Problem to work on:
Answer from the worked solution below:
1. What substitution is made in part a?
2. What substitution is made in part b?
3. What final result is given for part b?

Text shown:
-*-*-

Answer
$${\text{part a) }}\cos \left( {\pi - x} \right) + C{\text{ part b)}} - \frac{1}{{{x^5} + 1}} + C$$
Work Step by Step
$$\eqalign{
& {\text{part a}} \cr
& \cr
& \int {\sin \left( {\pi - x} \right)} dx \cr
& {\text{substitute }}u = \pi - x,{\text{ }}du = - dx \cr
& \int {\sin \left( {\pi - x} \right)} dx = - \int {\sin u} du \cr
& {\text{find antiderivative }} \cr
& = - \left( { - \cos u} \right) + C \cr
& = \cos u + C \cr
& {\text{write in terms of }}x \cr
& = \cos \left( {\pi - x} \right) + C \cr
& \cr
& {\text{part b}} \cr
& \int {\frac{{5{x^4}}}{{{{\left( {{x^5} + 1} \right)}^2}}}} dx \cr
& {\text{substitute }}u = {x^5} + 1,{\text{ }}du = 5{x^4}dx \cr
& \int {\frac{{5{x^4}}}{{{{\left( {{x^5} + 1} \right)}^2}}}} dx = \int {\frac{{du}}{{{u^2}}}} \cr
& = \int {{u^{ - 2}}du} \cr
& {\text{find antiderivative }} \cr
& = \frac{{{u^{ - 1}}}}{{ - 1}} + C \cr
& = - \frac{1}{u} + C \cr
& {\text{write in terms of }}x \cr
& = - \frac{1}{{{x^5} + 1}} + C \cr} $$

-*-*-

Given entries:

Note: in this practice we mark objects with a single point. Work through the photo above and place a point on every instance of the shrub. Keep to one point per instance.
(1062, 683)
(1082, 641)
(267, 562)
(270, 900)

-*-*-

The result:
1. u = π − x, with du = −dx.
2. u = x^5 + 1, with du = 5x^4 dx.
3. −1/(x^5 + 1) + C.